■ **Input data**
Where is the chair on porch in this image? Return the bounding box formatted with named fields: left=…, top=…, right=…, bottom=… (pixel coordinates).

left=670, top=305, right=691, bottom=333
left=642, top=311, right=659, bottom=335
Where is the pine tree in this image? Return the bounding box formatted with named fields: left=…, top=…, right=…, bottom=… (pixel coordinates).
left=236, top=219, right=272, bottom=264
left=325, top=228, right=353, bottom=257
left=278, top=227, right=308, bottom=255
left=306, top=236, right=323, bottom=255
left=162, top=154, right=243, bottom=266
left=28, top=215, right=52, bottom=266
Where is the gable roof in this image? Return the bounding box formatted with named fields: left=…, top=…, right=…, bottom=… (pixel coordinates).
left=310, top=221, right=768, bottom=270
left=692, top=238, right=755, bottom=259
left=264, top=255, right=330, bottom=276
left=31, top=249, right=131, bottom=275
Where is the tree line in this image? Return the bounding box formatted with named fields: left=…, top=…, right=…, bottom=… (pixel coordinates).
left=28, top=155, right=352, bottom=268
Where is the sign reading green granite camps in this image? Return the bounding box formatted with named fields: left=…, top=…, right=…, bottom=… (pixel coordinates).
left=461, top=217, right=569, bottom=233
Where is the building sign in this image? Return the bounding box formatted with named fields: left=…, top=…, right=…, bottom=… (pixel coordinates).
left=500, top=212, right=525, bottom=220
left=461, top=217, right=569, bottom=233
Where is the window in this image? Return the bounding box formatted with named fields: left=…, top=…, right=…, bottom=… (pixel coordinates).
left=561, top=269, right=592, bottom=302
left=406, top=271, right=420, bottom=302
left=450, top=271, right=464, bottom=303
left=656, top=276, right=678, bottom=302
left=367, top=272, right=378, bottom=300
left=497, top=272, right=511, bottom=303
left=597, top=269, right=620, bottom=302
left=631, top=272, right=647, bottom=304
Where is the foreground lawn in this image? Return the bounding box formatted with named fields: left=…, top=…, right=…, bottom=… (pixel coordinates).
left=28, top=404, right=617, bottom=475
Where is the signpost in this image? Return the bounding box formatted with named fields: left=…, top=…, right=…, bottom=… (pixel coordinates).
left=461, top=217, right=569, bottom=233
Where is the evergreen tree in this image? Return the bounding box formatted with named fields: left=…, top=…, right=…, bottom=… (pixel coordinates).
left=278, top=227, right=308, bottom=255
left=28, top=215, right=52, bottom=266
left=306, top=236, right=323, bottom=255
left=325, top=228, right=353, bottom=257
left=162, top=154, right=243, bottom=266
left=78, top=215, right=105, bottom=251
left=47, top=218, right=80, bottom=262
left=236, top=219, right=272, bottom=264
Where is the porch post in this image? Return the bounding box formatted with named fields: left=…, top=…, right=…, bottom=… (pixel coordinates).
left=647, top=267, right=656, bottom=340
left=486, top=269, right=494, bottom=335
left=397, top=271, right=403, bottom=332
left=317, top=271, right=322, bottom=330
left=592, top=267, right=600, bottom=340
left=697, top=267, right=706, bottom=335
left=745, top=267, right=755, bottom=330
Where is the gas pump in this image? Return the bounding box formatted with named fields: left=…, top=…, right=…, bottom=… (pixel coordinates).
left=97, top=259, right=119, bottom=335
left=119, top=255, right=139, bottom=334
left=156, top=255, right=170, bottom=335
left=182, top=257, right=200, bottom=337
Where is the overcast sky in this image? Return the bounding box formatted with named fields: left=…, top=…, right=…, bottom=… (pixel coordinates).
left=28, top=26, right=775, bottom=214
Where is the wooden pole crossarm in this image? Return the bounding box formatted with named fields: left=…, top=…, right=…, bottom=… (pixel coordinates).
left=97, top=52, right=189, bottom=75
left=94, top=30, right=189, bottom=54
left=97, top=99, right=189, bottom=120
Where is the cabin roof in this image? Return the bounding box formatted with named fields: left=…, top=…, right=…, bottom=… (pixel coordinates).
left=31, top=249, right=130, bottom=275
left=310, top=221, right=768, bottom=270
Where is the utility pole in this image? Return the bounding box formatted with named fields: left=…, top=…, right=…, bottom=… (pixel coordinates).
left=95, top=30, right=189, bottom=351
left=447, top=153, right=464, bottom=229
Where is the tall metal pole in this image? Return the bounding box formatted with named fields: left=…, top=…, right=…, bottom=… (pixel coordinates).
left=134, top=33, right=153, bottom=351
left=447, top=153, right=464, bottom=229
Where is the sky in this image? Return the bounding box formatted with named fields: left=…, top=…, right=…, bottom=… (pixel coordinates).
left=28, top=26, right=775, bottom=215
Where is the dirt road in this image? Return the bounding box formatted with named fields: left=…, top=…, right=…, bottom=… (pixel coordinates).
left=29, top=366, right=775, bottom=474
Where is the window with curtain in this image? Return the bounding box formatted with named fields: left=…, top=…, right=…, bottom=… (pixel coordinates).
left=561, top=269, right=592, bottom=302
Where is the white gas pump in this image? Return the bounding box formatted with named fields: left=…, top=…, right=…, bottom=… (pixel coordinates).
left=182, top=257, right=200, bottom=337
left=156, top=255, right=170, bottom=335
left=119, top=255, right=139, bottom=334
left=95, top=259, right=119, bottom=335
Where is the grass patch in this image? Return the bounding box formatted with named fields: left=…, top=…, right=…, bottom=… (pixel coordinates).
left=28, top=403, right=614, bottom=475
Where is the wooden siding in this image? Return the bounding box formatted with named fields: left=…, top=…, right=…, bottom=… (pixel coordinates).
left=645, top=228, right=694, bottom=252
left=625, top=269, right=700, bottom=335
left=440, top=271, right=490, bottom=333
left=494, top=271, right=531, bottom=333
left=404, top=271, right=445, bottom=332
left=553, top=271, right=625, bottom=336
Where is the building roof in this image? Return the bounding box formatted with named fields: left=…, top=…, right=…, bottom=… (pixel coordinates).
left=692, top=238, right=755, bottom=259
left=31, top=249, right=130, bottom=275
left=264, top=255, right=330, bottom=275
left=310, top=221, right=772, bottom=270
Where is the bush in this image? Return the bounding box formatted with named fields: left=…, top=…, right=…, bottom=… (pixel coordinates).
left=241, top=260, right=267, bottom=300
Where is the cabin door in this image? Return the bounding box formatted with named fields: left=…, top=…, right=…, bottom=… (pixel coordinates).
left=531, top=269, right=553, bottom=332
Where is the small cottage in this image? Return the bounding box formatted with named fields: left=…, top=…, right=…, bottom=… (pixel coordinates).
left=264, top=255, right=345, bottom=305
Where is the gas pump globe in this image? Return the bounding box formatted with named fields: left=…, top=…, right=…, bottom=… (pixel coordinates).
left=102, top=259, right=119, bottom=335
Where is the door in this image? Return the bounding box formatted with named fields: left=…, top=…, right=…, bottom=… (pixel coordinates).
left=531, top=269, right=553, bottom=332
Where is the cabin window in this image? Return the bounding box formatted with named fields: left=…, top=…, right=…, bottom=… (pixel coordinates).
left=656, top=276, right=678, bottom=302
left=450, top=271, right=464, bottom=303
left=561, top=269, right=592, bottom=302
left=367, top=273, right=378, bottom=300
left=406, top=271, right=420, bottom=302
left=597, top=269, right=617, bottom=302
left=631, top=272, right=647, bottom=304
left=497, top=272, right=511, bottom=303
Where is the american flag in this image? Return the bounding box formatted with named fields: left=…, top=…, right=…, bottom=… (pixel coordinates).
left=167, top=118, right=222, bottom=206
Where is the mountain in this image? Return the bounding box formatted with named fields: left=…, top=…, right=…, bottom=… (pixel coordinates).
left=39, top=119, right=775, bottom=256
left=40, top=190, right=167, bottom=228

■ **Task details**
Copy the entire listing above word for word, changing nothing.

■ **Exercise result**
Where is the chair on porch in this image? Return the bounding box formatted with named fields: left=…, top=…, right=…, bottom=… (pixel coordinates).

left=670, top=305, right=691, bottom=333
left=642, top=311, right=659, bottom=335
Where is the pine tree in this image? Return the bounding box formatted with named fields: left=…, top=…, right=…, bottom=… (pixel coordinates).
left=236, top=219, right=272, bottom=264
left=325, top=228, right=353, bottom=257
left=278, top=227, right=308, bottom=255
left=306, top=236, right=323, bottom=255
left=162, top=154, right=243, bottom=266
left=28, top=215, right=52, bottom=266
Where is the gable roof in this image? Return the bounding box formatted with named fields: left=…, top=…, right=…, bottom=… (pixel coordinates).
left=310, top=221, right=768, bottom=270
left=692, top=238, right=755, bottom=259
left=264, top=255, right=330, bottom=276
left=31, top=249, right=131, bottom=275
Where is the tree line in this image? Return the bounding box formatted with named fields: left=…, top=…, right=…, bottom=… (pixel coordinates).
left=28, top=155, right=352, bottom=268
Where is the sign reading green granite camps in this image? Return the bounding box formatted with named fields: left=…, top=…, right=…, bottom=… (pixel coordinates).
left=461, top=217, right=569, bottom=233
Where is the building sign in this image? Return the bounding box formatted with named fields: left=…, top=…, right=…, bottom=… (pixel coordinates).
left=500, top=212, right=525, bottom=220
left=461, top=217, right=569, bottom=233
Where is the window in this image? Return the bounding box formatted with named fields: left=…, top=…, right=…, bottom=… (pixel coordinates).
left=561, top=269, right=592, bottom=302
left=406, top=271, right=420, bottom=302
left=450, top=271, right=464, bottom=303
left=656, top=276, right=678, bottom=302
left=367, top=272, right=378, bottom=300
left=497, top=272, right=511, bottom=303
left=597, top=269, right=620, bottom=302
left=631, top=272, right=647, bottom=304
Where is the foreground lawn in this image? Return the bounding box formatted with named fields: left=…, top=…, right=…, bottom=… (pixel coordinates).
left=28, top=404, right=617, bottom=475
Where is the signpost in this image? Return the bounding box formatted with named fields: left=…, top=…, right=…, bottom=… (pixel coordinates).
left=461, top=217, right=569, bottom=233
Where is the evergreen tree in this image? Return the bounding box formatted with named fields: left=…, top=…, right=…, bottom=… (pixel coordinates).
left=278, top=227, right=308, bottom=255
left=28, top=215, right=52, bottom=266
left=306, top=236, right=323, bottom=255
left=325, top=228, right=353, bottom=257
left=162, top=154, right=243, bottom=266
left=78, top=215, right=105, bottom=251
left=47, top=218, right=80, bottom=262
left=236, top=219, right=272, bottom=264
Where is the porch post in this image? Return the bounding box formatted with named fields: left=…, top=…, right=…, bottom=… (pixel coordinates).
left=647, top=267, right=656, bottom=340
left=486, top=269, right=494, bottom=335
left=397, top=271, right=403, bottom=332
left=317, top=271, right=322, bottom=330
left=592, top=267, right=600, bottom=340
left=697, top=267, right=706, bottom=335
left=745, top=267, right=755, bottom=330
Where is the gas pump in this image? Return the bounding box formatted with named fields: left=…, top=…, right=…, bottom=… (pixel coordinates).
left=97, top=259, right=119, bottom=335
left=119, top=255, right=139, bottom=334
left=156, top=255, right=170, bottom=335
left=182, top=257, right=200, bottom=337
Where is the overcast sky in this image? Return the bounding box formatted with named fields: left=…, top=…, right=…, bottom=… (pixel coordinates).
left=28, top=26, right=775, bottom=214
Where is the wooden pole crossarm in this image? Return the bounding box formatted with named fields: left=…, top=…, right=…, bottom=… (pixel coordinates).
left=97, top=52, right=189, bottom=75
left=94, top=30, right=189, bottom=54
left=97, top=99, right=189, bottom=120
Where is the cabin roof in this image? Return the bounding box formatted with named fields: left=…, top=…, right=…, bottom=… (pixel coordinates).
left=31, top=249, right=130, bottom=275
left=310, top=221, right=768, bottom=270
Where is the utility pole in this image? Return the bounding box formatted with named fields: left=…, top=…, right=…, bottom=… (pixel coordinates).
left=95, top=30, right=189, bottom=351
left=447, top=153, right=464, bottom=229
Where is the tall metal pole in this image? Return the bounding box formatted with named fields: left=…, top=…, right=…, bottom=… (pixel coordinates).
left=134, top=33, right=153, bottom=351
left=447, top=153, right=464, bottom=229
Where is the sky in this image? Return the bounding box formatted with named fields: left=…, top=…, right=…, bottom=… (pixel coordinates).
left=28, top=26, right=775, bottom=215
Where is the dirt road in this image? Return the bounding box formatted with named fields: left=…, top=…, right=…, bottom=… (pixel coordinates).
left=29, top=366, right=775, bottom=474
Where is the window with curtain in this image? Return the bounding box formatted with named fields: left=…, top=…, right=…, bottom=… (pixel coordinates).
left=561, top=269, right=592, bottom=302
Where is the white gas pump in this image? Return the bounding box formatted with named fields: left=…, top=…, right=…, bottom=… (pixel coordinates).
left=182, top=257, right=200, bottom=337
left=156, top=255, right=170, bottom=335
left=119, top=255, right=139, bottom=334
left=95, top=259, right=119, bottom=335
Where is the grass patch in this image? Return the bounding box formatted with named fields: left=…, top=…, right=…, bottom=… (pixel coordinates).
left=28, top=403, right=614, bottom=475
Where is the wooden siding in this image? Return the bounding box formatted with named fields: left=…, top=…, right=…, bottom=… (pixel coordinates).
left=645, top=228, right=694, bottom=252
left=625, top=269, right=700, bottom=335
left=440, top=271, right=490, bottom=333
left=494, top=271, right=531, bottom=333
left=404, top=271, right=445, bottom=332
left=553, top=271, right=625, bottom=336
Where is the building roof in this image? Return the bounding box formatted with named fields: left=…, top=…, right=…, bottom=… (pixel coordinates).
left=692, top=238, right=755, bottom=259
left=31, top=249, right=130, bottom=275
left=264, top=255, right=330, bottom=275
left=310, top=221, right=772, bottom=270
Where is the bush in this image? Return the bounding box formatted with named fields: left=…, top=…, right=…, bottom=… (pixel coordinates).
left=241, top=260, right=267, bottom=300
Where is the cabin door in this image? Return the bounding box formatted with named fields: left=…, top=…, right=…, bottom=… (pixel coordinates).
left=531, top=269, right=553, bottom=332
Where is the small cottage in this image? Return the bounding box formatted with named fields: left=…, top=…, right=…, bottom=… (pixel coordinates).
left=264, top=255, right=345, bottom=305
Where is the gas pump globe in this image? Return the bounding box formatted with named fields: left=…, top=…, right=…, bottom=… (pixel coordinates).
left=102, top=259, right=119, bottom=335
Where is the door in this image? Return the bounding box formatted with named fields: left=…, top=…, right=…, bottom=… (pixel coordinates).
left=531, top=269, right=553, bottom=332
Where is the cabin window in this image? Return the bounding box formatted with named fields: left=…, top=…, right=…, bottom=… (pixel coordinates).
left=656, top=276, right=678, bottom=302
left=450, top=271, right=464, bottom=303
left=561, top=269, right=592, bottom=302
left=367, top=273, right=378, bottom=300
left=406, top=271, right=420, bottom=302
left=597, top=269, right=617, bottom=302
left=631, top=272, right=647, bottom=304
left=497, top=272, right=511, bottom=303
Where is the american flag in this image? Return the bounding box formatted with named fields: left=…, top=…, right=…, bottom=… (pixel coordinates).
left=167, top=118, right=222, bottom=206
Where is the mountain in this image? Return the bounding box formatted with named fields: left=…, top=…, right=…, bottom=… (pixel coordinates).
left=39, top=119, right=775, bottom=256
left=40, top=190, right=167, bottom=228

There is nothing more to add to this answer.